━━ Records for processing ━━

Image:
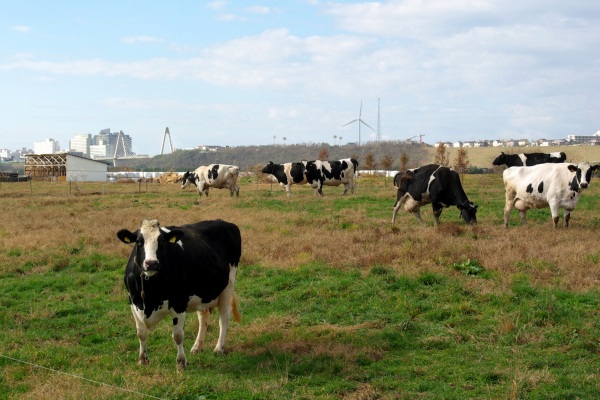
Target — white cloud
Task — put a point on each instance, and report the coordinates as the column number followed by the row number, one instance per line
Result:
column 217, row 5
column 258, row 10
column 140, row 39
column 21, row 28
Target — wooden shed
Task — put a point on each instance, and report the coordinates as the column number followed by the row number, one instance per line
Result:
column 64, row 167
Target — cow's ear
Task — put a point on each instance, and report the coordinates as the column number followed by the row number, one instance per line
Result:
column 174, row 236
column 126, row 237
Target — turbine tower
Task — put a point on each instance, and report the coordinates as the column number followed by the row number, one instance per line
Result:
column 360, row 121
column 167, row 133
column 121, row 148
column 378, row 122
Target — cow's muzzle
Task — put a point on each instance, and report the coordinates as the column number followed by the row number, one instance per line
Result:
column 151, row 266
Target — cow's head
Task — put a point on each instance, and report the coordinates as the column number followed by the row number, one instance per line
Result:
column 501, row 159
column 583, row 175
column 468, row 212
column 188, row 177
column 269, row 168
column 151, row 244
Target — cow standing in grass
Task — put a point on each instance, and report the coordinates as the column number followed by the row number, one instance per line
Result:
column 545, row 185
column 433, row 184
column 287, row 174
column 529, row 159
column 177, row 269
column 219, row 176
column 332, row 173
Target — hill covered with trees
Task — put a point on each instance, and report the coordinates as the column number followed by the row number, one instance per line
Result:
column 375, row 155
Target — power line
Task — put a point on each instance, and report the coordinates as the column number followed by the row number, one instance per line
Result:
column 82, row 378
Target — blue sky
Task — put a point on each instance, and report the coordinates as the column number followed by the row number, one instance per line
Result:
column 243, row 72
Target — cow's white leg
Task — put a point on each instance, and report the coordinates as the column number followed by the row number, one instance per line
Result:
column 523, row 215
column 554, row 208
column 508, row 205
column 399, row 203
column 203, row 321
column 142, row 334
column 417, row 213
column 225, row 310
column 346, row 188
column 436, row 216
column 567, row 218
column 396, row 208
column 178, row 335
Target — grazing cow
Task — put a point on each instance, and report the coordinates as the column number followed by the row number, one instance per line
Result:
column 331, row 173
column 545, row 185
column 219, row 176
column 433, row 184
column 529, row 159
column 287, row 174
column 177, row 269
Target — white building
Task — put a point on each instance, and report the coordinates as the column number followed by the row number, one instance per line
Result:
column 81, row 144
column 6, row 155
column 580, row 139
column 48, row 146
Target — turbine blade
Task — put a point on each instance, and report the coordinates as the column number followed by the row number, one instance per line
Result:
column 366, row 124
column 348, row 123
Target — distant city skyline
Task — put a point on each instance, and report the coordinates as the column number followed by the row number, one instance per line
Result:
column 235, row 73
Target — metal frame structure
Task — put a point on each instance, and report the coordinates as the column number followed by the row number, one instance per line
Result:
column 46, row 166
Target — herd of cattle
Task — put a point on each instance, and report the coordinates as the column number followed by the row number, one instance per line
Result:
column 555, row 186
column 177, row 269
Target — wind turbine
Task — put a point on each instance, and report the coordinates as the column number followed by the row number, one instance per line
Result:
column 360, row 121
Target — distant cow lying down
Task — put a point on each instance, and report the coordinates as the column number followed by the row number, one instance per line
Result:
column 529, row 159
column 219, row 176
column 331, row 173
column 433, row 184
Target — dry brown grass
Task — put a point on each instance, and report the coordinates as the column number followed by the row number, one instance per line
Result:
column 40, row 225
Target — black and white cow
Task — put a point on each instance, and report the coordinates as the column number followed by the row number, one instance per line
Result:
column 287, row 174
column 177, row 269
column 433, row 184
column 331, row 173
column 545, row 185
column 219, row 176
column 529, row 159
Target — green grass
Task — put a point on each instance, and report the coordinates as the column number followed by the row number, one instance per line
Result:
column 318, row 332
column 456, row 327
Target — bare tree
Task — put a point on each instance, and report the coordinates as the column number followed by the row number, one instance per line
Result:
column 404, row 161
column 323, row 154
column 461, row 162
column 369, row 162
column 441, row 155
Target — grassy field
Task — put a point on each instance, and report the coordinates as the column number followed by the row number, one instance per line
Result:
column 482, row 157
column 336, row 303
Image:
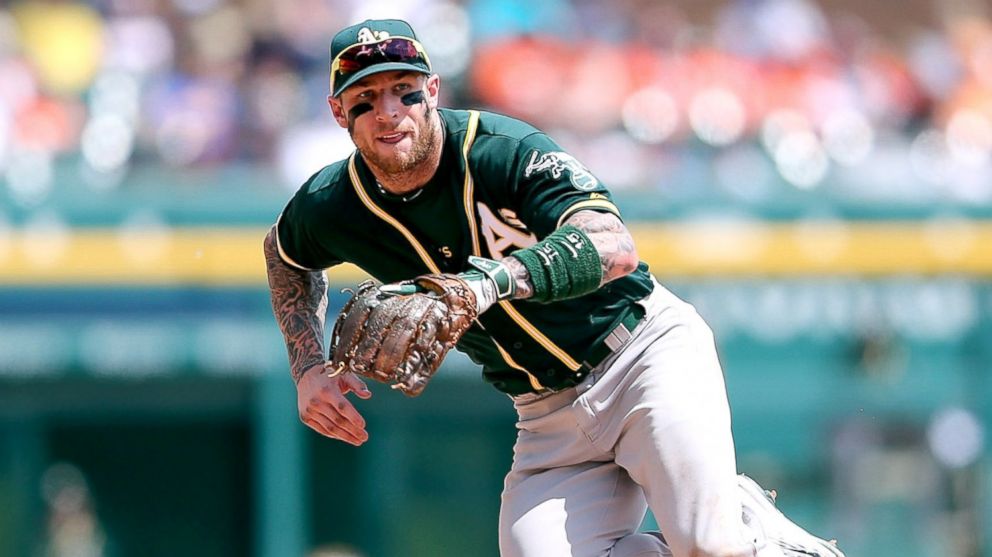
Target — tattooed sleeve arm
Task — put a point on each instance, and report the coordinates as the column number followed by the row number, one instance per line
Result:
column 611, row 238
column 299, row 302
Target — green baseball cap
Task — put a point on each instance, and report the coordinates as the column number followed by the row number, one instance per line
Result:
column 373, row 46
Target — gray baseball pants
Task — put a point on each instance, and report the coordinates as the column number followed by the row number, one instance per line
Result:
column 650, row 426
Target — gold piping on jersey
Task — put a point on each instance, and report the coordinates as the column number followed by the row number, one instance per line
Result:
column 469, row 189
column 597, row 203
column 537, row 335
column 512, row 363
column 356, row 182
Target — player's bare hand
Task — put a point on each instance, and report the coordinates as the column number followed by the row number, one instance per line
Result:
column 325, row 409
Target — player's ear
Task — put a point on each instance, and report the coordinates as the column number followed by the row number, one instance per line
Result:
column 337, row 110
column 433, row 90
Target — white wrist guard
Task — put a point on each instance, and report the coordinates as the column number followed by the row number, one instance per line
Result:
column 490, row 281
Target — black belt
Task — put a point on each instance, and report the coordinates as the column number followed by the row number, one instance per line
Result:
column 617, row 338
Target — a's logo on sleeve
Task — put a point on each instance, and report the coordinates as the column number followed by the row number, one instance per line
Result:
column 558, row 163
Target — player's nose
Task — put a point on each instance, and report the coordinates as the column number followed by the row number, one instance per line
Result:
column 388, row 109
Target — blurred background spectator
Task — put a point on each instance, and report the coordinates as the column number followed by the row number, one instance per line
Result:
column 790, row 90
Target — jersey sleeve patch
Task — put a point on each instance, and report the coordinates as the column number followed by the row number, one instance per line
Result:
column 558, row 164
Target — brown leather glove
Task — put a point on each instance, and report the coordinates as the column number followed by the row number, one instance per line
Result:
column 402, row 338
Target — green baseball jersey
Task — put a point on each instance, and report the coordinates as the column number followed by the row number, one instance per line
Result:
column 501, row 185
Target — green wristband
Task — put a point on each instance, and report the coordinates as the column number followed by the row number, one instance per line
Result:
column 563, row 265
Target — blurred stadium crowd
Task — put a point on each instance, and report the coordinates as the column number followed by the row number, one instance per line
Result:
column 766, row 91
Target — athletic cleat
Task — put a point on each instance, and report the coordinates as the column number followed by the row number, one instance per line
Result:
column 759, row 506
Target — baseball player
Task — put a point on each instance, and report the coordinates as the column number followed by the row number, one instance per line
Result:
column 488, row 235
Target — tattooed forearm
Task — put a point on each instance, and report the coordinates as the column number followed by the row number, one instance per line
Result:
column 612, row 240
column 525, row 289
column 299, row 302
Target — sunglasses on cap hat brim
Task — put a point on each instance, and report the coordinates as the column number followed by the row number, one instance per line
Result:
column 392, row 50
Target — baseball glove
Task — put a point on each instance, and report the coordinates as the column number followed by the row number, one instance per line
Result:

━━━

Quote the lines from the line with "Target — green grass" to the line with "column 441, row 155", inclusive, and nothing else.

Target — green grass
Task — put a point on each instance, and report the coordinates as the column number followed by the row number, one instance per line
Result:
column 318, row 332
column 456, row 327
Target — bare tree
Task — put a point on each instance, and report the coordinates as the column number followed by the row number, one instance per line
Result:
column 404, row 161
column 323, row 154
column 461, row 162
column 369, row 162
column 441, row 155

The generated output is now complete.